**TEXT SEGMENT:**
------------------------------------------------
Introduction

Credit Default Swaps (CDSs) have had an interesting trajectory to say the least, starting out as a niche derivative, they rose to prominence after the Russian financial crisis of 1998, ballooning into a market worth an enormous $62.2 trillion in 2007. In 2008, this market promptly collapsed, producing a mushroom cloud worthy of Warren Buffet’s designation of CDSs as ‘financial weapons of mass destruction.’ However, the CDS market is far from finished, standing at$8.8 trillion in the first half of 2020 according to the Bank for International Settlements.

In this article we’ll give a quick primer on the theory underpinning these derivatives and explore CDS indices and their arbitrage, curve trades, and the relationship between credit risk and equity volatility, proposing a pairs trade.

What are Credit Default Swaps and how do they work?

Credit Default Swaps are over the counter financial contracts that allow investors to regulate their exposure to credit risk. While the most straightforward use of credit derivatives is to hedge the risk derived from investing in bonds or other credit securities, they are also used to express views on the creditworthiness of one or more entities (i.e., the governments or corporations who issue the bonds.) Beyond taking a simple directional bet in the form of buying/selling a single-name CDS, investors can express their view on the relative value of two different credits (pairs trading), the time when an entity will default (curve trading), the capital structure of the entity etc.

The terms of a CDS contract dictate that, until maturity (usually five years), the protection buyer must pay a periodic fee to the protection seller, who agrees to cover the losses on the underlying if a credit event happens; credit risk is ‘swapped’. Typical credit events include bankruptcy, debt restructuring, obligation acceleration and failure to pay.

The protection seller profits from the periodic payment made by the buyer, given a credit event doesn’t occur. The market price of the CDS, the spread, gives the percentage of the notional value of the contract payed per year. The notional is defined as the maximum amount that the seller will pay in case of default. It is important to note that while the spread is the percentage paid per year, the buyer usually makes quarterly payments amounting to the notional times 25% of the spread. In effect, a CDS contract can be uniquely defined by four parameters: reference entity, notional, spread and maturity.

How does settlement take place?

If a credit event occurs, the amount paid by the seller is the notional multiplied by (1 – the recovery rate). The recovery rate is the market value of the underlying as a proportion of the par value, after the credit event (at the time the CDS is settled.) The buyer is also obligated to pay the seller the spread that has accrued from the last periodic fee until the date of the credit event.

Physical settlement is when the protection seller buys the defaulted bonds from the buyer at par value. This works well when CDSs are used as a hedge, however, since CDSs are frequently used for speculation (in fact their trade volume exceeds the number of underlying securities), another method is often used, namely cash settlement. With cash settlement, the CDS seller simply pays cash equal to the devaluation of the security as described above. For example, say a bond was initially worth $100 and its market price at the date of the credit event is$25. The CDS seller will pay the buyer $100 –$25 = \$75 for every bond. In summary, either way, the seller pays out all the value which is not recovered, effectively neutralizing credit risk for the buyer.
------------------------------------------------
**INFORMATION GIVEN:**
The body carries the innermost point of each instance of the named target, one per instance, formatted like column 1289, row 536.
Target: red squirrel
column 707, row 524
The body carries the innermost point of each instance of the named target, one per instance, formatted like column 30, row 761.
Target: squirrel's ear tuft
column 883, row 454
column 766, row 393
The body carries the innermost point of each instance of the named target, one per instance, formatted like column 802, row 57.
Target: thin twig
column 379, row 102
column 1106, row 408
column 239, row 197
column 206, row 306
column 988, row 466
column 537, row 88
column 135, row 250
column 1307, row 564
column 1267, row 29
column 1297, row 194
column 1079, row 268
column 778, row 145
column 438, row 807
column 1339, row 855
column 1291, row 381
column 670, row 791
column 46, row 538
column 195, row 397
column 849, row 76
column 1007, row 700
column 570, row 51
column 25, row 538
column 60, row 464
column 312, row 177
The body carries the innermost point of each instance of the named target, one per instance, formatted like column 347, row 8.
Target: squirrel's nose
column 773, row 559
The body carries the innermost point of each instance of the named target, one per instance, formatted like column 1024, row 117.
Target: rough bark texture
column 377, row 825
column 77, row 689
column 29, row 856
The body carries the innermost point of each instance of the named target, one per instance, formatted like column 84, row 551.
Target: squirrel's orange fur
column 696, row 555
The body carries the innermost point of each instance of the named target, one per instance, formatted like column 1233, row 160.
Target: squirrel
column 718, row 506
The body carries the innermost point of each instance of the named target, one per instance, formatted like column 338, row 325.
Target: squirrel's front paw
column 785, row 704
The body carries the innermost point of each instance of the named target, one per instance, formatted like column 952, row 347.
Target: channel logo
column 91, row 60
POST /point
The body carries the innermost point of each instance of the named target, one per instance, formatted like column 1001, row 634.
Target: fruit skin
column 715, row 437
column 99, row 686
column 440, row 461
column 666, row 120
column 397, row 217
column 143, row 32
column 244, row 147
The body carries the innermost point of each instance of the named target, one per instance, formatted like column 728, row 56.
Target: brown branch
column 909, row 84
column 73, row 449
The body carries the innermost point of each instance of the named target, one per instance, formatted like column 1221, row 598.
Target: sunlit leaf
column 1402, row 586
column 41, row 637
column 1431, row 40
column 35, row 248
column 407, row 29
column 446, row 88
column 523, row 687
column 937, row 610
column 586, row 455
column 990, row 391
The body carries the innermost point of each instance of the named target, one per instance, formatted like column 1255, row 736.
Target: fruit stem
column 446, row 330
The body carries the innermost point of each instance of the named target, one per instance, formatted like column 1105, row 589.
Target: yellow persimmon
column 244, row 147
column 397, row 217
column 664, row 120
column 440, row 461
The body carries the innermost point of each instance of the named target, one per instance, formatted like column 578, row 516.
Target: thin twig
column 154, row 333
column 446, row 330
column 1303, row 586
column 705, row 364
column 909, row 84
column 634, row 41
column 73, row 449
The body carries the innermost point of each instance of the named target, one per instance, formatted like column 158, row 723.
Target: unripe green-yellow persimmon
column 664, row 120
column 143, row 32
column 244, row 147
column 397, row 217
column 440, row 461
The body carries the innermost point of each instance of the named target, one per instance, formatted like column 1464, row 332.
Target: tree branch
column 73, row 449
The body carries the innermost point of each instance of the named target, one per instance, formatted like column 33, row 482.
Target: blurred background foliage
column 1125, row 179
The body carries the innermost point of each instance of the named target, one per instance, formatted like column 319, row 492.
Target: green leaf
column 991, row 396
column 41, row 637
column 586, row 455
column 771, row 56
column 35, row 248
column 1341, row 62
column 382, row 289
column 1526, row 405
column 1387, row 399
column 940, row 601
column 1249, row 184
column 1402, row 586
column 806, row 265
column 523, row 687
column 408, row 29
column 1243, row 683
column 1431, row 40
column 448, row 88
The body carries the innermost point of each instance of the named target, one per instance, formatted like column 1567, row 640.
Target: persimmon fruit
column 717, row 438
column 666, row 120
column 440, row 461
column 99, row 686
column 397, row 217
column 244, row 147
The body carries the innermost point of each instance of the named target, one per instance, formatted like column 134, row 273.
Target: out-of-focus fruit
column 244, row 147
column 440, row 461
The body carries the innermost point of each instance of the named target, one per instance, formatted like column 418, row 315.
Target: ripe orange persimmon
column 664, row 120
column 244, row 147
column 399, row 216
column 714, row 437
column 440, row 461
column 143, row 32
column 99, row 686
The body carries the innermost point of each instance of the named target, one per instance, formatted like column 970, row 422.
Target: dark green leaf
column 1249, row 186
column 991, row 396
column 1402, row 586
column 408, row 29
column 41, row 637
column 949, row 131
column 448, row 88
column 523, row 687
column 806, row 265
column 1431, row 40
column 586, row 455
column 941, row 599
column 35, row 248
------------------------------------------------
**INSTRUCTIONS:**
[1] Translate this sentence from the credit default swap article into Spanish: "Typical credit events include bankruptcy, debt restructuring, obligation acceleration and failure to pay."
[2] According to the credit default swap article, what is the usual maturity of a CDS contract?
[3] Carry on the credit default swap article from its final sentence.

**ANSWERS GIVEN:**
[1] Los eventos de crédito típicos incluyen la quiebra, la reestructuración de la deuda, la aceleración de obligaciones y el impago.

[2] Usually five years.

[3]
Finally, out of the need for a more transparent form of settlement after the global financial crisis and to reduce the net cash flow from sellers to buyers, credit event auctions were developed. These grant investors the possibility to choose between physical and cash settlement and establish one price for the whole market and assign the same recovery rate to all the reference entity’s debt obligations of the same seniority. These auctions consist of two stages. In the first stage, dealers post bid and ask prices for the bonds given the spread, determining a starting point for the recovery rate, called the inside market mid-point. Then, the size and direction of open interest (net of buy and sell positions) is determined. If open interest is zero, the inside market mid-point is the official recovery price. Otherwise, participants have three hours to send limit orders, which are buy orders if open interest is to sell and sell orders if open interest is to buy. At the second stage, a price is determined to match open interest to limit orders, thus eliminating excess supply/demand and setting the official recovery price.

It is important to note that CDS investors can (and often do) close their positions in the absence of a credit event to lock in profits arising from the spread widening (if the investor is a protection buyer) or tightening (if the investor is a protection seller.) The spread on CDSs widens or tightens when market participants perceive credit risk to have increased or decreased. Imagine an investor has bought protection on an investment grade bond for 50bp. All of a sudden, macroeconomic conditions become extremely adverse and drastically impact the reference entity’s business. Spreads on CDSs will then widen significantly, say to 250bp. The investor can then unwind them (sell the contracts to someone else), receiving the present value of future payments, namely 250bp-50bp=200bp times the notional times the probability that the company does not default, for the remaining time to maturity.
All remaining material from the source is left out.